Set exercise »
Rescale the stretch from the first line below through the line containing "point(694, 96)", both included, by writing out all of those lines again, requests included. Multiply every coordinate in the answer points by 0.6 and round to whole numbers with halves rounded up, leaving the coordinates in the requests and their format samples unchanged.

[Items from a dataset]
★ ★ ★ ★
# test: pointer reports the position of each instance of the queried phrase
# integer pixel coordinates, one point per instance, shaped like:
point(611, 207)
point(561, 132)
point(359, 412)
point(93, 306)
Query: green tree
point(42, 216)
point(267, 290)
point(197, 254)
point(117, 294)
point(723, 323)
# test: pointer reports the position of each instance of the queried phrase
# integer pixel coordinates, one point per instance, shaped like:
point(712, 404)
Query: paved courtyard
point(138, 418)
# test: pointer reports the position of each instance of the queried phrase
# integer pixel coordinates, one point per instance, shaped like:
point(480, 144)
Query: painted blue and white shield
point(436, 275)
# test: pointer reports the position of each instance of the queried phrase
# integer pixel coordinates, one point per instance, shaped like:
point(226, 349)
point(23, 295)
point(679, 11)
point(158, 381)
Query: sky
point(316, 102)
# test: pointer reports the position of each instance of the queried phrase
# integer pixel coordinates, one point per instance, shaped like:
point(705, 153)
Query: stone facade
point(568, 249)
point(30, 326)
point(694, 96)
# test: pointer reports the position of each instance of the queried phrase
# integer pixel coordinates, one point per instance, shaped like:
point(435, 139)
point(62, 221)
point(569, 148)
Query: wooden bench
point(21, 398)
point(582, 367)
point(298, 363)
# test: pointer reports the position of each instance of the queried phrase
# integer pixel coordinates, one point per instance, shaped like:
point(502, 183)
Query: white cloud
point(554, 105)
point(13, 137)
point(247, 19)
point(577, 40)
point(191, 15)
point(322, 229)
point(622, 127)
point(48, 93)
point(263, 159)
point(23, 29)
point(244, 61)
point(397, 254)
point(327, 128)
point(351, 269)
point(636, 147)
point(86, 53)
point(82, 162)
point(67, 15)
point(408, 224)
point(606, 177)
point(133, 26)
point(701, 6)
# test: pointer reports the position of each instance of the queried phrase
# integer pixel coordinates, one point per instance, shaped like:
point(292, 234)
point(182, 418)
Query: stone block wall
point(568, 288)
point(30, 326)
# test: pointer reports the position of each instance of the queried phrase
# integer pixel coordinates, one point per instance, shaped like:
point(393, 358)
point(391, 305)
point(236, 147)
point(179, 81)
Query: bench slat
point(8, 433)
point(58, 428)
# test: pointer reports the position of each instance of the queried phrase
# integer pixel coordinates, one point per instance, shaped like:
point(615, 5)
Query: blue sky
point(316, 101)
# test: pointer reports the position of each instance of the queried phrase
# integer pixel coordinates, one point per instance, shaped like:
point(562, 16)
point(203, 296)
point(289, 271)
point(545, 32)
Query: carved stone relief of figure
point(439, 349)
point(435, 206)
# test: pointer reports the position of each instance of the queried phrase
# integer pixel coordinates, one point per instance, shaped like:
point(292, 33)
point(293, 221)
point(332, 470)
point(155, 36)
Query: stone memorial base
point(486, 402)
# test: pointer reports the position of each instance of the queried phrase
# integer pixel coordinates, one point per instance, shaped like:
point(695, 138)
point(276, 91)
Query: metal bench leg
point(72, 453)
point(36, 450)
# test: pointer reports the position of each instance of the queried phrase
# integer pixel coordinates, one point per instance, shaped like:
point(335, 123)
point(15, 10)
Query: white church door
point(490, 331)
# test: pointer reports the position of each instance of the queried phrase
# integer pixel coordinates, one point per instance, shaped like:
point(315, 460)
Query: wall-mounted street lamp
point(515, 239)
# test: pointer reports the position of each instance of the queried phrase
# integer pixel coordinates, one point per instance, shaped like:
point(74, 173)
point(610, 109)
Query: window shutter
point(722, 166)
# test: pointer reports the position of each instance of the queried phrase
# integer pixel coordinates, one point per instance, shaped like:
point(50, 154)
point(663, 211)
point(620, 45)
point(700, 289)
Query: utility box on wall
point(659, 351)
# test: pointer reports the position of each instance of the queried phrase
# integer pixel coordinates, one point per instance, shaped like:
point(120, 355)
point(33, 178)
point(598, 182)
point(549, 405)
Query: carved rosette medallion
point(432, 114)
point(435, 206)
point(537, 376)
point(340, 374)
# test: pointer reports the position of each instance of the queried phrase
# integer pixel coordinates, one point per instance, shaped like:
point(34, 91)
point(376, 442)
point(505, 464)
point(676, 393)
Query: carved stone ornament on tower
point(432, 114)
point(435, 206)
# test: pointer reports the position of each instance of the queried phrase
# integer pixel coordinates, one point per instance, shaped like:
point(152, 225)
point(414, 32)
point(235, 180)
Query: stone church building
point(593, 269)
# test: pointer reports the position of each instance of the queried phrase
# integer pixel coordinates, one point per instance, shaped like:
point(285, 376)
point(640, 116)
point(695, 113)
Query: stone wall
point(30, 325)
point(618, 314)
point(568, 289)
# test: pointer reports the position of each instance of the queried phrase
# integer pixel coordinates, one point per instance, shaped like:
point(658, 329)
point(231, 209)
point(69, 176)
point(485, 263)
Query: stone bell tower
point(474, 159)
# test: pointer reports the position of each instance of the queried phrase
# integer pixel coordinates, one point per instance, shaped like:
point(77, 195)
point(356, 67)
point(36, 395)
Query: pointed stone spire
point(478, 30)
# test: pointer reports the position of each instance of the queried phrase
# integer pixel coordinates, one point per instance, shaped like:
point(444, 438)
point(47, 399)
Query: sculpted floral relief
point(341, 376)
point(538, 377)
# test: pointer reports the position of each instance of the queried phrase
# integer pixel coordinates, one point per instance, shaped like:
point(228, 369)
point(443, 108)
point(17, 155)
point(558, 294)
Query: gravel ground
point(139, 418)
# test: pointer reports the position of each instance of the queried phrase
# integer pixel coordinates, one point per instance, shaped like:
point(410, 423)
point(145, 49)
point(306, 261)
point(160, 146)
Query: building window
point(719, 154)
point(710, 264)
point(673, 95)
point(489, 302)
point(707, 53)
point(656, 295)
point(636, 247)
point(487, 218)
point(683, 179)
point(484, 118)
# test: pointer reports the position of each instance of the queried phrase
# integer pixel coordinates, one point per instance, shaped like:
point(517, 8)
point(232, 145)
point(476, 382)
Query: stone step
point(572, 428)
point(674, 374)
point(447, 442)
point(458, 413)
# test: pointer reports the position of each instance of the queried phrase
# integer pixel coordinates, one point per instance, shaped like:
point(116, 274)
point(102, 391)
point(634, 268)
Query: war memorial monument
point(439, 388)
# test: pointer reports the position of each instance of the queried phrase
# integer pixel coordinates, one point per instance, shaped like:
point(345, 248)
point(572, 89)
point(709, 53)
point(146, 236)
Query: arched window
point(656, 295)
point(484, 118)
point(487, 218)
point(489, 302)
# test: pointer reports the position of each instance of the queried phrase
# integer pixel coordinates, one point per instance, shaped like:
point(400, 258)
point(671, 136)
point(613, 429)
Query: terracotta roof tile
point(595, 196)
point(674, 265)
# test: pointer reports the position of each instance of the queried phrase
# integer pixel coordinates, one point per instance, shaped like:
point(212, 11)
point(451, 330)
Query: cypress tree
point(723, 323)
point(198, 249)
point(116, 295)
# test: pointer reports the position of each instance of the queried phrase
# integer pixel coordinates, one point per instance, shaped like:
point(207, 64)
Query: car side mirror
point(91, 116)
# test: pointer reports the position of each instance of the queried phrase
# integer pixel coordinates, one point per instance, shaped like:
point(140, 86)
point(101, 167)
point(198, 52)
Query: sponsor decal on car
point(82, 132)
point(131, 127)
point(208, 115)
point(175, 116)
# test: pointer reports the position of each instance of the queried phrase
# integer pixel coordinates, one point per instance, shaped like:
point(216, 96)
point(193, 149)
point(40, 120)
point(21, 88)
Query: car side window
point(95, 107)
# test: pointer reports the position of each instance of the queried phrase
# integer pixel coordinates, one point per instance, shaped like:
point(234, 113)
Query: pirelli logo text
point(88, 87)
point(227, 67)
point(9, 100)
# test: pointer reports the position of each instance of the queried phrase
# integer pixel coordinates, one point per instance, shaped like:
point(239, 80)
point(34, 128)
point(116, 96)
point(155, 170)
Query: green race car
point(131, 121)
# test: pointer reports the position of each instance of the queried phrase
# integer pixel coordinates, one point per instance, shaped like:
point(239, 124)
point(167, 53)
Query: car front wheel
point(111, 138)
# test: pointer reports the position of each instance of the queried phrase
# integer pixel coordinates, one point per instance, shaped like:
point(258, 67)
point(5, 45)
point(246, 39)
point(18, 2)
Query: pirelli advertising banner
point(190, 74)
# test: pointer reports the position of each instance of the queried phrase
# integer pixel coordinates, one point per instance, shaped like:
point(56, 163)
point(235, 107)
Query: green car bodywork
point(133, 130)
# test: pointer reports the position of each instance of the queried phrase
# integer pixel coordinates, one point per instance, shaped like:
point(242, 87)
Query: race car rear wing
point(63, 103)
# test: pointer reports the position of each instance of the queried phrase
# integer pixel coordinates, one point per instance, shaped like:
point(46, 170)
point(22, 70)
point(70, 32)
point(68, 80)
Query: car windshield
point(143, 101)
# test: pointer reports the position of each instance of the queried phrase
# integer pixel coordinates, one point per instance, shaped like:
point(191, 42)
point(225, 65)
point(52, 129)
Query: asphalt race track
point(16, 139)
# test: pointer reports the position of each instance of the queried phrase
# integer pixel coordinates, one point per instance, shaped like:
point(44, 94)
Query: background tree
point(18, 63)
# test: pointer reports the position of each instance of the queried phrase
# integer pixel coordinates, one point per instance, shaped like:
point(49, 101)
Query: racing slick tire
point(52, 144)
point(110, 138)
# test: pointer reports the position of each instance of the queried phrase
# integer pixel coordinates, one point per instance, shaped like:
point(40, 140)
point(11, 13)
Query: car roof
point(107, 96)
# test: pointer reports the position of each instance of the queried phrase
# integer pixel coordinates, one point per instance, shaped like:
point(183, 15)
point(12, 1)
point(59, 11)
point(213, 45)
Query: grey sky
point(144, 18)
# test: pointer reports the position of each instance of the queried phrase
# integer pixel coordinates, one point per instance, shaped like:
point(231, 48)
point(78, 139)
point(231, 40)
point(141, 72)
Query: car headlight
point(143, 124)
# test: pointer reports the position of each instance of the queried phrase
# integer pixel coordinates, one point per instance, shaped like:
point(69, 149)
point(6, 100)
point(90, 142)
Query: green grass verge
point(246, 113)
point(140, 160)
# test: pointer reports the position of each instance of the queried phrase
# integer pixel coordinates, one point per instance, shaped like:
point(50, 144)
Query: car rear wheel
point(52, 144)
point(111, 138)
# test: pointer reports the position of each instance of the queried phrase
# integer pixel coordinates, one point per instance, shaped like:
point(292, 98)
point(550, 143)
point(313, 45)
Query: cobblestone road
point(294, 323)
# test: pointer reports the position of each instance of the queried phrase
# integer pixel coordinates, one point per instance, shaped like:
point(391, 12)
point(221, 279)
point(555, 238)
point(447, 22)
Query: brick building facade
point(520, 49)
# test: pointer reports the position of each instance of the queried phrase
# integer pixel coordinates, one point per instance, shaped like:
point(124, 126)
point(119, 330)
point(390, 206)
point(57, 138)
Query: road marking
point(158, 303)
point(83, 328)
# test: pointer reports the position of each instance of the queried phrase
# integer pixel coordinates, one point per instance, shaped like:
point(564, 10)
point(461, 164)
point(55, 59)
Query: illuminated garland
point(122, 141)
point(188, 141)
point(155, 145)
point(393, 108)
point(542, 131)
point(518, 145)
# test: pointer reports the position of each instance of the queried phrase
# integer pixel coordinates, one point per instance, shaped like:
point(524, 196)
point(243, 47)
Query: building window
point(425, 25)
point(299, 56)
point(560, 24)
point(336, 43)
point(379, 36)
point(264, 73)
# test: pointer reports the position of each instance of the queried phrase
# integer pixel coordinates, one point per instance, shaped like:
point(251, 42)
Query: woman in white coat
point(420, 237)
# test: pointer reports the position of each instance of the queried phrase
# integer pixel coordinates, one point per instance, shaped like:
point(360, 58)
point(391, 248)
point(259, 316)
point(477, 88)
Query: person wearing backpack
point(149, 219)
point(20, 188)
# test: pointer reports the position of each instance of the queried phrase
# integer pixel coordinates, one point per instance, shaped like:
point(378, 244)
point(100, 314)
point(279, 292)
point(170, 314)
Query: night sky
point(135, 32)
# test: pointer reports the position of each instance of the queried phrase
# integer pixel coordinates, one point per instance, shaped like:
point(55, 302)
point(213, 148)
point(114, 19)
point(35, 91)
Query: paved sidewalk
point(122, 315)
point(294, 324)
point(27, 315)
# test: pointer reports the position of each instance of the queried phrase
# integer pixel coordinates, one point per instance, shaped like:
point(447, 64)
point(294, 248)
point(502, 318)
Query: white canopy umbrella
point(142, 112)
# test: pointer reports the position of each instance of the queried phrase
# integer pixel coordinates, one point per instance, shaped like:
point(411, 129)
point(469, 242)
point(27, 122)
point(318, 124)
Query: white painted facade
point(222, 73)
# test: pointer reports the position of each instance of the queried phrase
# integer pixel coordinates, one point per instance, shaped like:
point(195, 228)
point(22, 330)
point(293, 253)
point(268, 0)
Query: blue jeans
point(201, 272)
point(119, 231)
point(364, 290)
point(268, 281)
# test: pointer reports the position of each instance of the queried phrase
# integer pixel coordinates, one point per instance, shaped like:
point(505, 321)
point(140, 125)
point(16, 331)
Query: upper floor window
★ ★ ★ ★
Response to the exercise »
# test: pointer reports the position of each instance of the queried phrase
# integer pixel coordinates, one point per instance, shaped like:
point(611, 207)
point(561, 132)
point(359, 412)
point(93, 306)
Query: green tree
point(25, 130)
point(160, 174)
point(118, 152)
point(70, 176)
point(434, 194)
# test: pointer reports the position of each instance of the queried phrase
# integer pixel coordinates, one point per instance, shaped like:
point(712, 404)
Query: paved courtyard
point(83, 251)
# test: pointer reports the position of each instance of the queried phrase
# integer pixel coordinates, one point per instance, shaped like:
point(480, 144)
Query: painted blue and white shield
point(262, 165)
# test: pointer reports the position of each instance of the queried phrase
# integer pixel coordinates, one point per instance, shaped like:
point(226, 349)
point(23, 295)
point(679, 11)
point(158, 381)
Query: sky
point(190, 61)
# test: pointer reports the position of each instance of the queried phrase
# integer pixel coordinates, one point per instance, shaped like:
point(705, 153)
Query: stone facade
point(341, 149)
point(18, 196)
point(416, 58)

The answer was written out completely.